▶ Document section
--------------------------------------------------

After gnunet-gtk was started, you should see the following:

Enter the query into the input line at the bottom and click on search. A new window will open. In that window, search results obtained from the network will be listed once they arrive. gnunet-gtk will keep searching for the query until you close that window. No duplicate results will be displayed.
This window displays the search results
You can enter additional queries or select a file to download from the list. The size of the file is displayed in bytes. Mind that the description was supplied by the user inserting the file and may not be accurate. After you click on the download button, the entry selected will be removed from the results list and a dialog will prompt you for the filename that you want to give to the file. If you choose an existing file, that file will be overwritten without any warnings. If the existing file contains the same data (even in parts) as the file that you are trying to download, those parts will not be downloaded again. You can use this feature to continue downloads that were incomplete. After you gave a filename, click on ok. The dialog will disappear and gnunet-gtk will start the download. A small window with a progress bar will tell you what percent has already been downloaded:
download progress
If you close this window before the download is complete, gnunet-gtk will abort the download. This will leave the parts of the file that were already downloaded on the drive. Be advised that the download usually starts very slowly, then speeds up, and eventually declines a bit again at the end. This is perfectly normal. Go get a coffee while doing the download. GNUnet uses a lot more time (but not much more bandwidth) because it delays processing to make traffic analysis hard. Even downloading a file from your local harddrive (that you inserted yourself) can take a couple of minutes! The good news is that the delays will become smaller whenever the traffic on GNUnet increases.

--------------------------------------------------

▶ Supplied material
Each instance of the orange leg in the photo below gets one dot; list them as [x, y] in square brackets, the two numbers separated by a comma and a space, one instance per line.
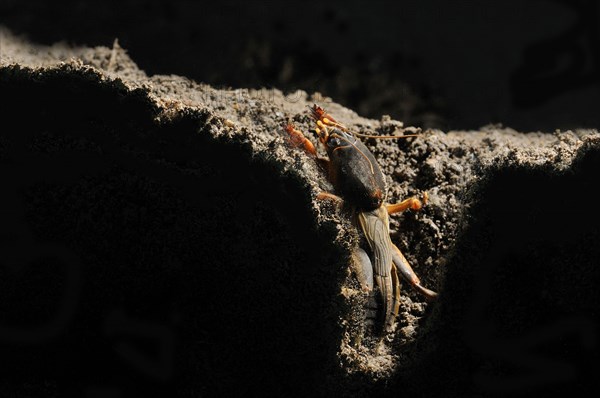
[297, 139]
[410, 203]
[329, 196]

--------------------------------------------------

▶ Objectives
**1.** Answer these questions from the gnunet-gtk guide:
(a) How long does gnunet-gtk keep searching for a query?
(b) In what unit is the size of a file shown in the results list?
(c) What happens to the parts already downloaded if you close the progress window early?
**2.** According to the gnunet-gtk guide, why does a GNUnet download take much more time than usual? Answer in one to three sentences.
**3.** Write the next part of the gnunet-gtk guide, picking up after its final sentence.
The data is separate material from the gnunet-gtk guide.

▶ Response list
**1.**
(a) It keeps searching until you close the window that lists the search results.
(b) The size is shown in bytes.
(c) The parts already downloaded stay on the drive.

**2.** GNUnet delays processing to make traffic analysis hard. As a result, it uses a lot more time but not much more bandwidth. These delays become smaller as traffic on GNUnet increases.

**3.**
download completed

In order to insert a file, use the File menu. A dialog will pop up and prompt you to choose the file to insert:

choose file to insert

Select the file and press ok. Next you will have to provide a description and keywords and choose if you want to index or insert the file (choose index if the file will not be moved or deleted to safe space):

choose file to insert

adding keywords

Finally, press ok and watch GNUnet making the file available:

insertion in progress

You can even do these things in parallel:

The big picture.

Concepts

In this section, the fundamental concepts of GNUnet are explained. Most of them are also described in one our research papers.

Anonymity

Anonymity in GNUnet is achieved even when facing powerful adversaries. Providing anonymity for users is the central goal behind the whole system, thus, many other design decisions follow in the footsteps of this requirement.

Contrary to other designs, we do not believe that users achieve anonymity just because their requests are obfuscated by a couple of indirections. This is not sufficient if the adversary uses traffic analysis. In our model, the adversary is very powerful. We assume that the adversary can see all the traffic on the Internet. And while we assume that the adversary can not break our encryption, we assume that the adversary has many participating nodes in the network and that it can thus see many of the node-to-node interactions since it controls some of the nodes.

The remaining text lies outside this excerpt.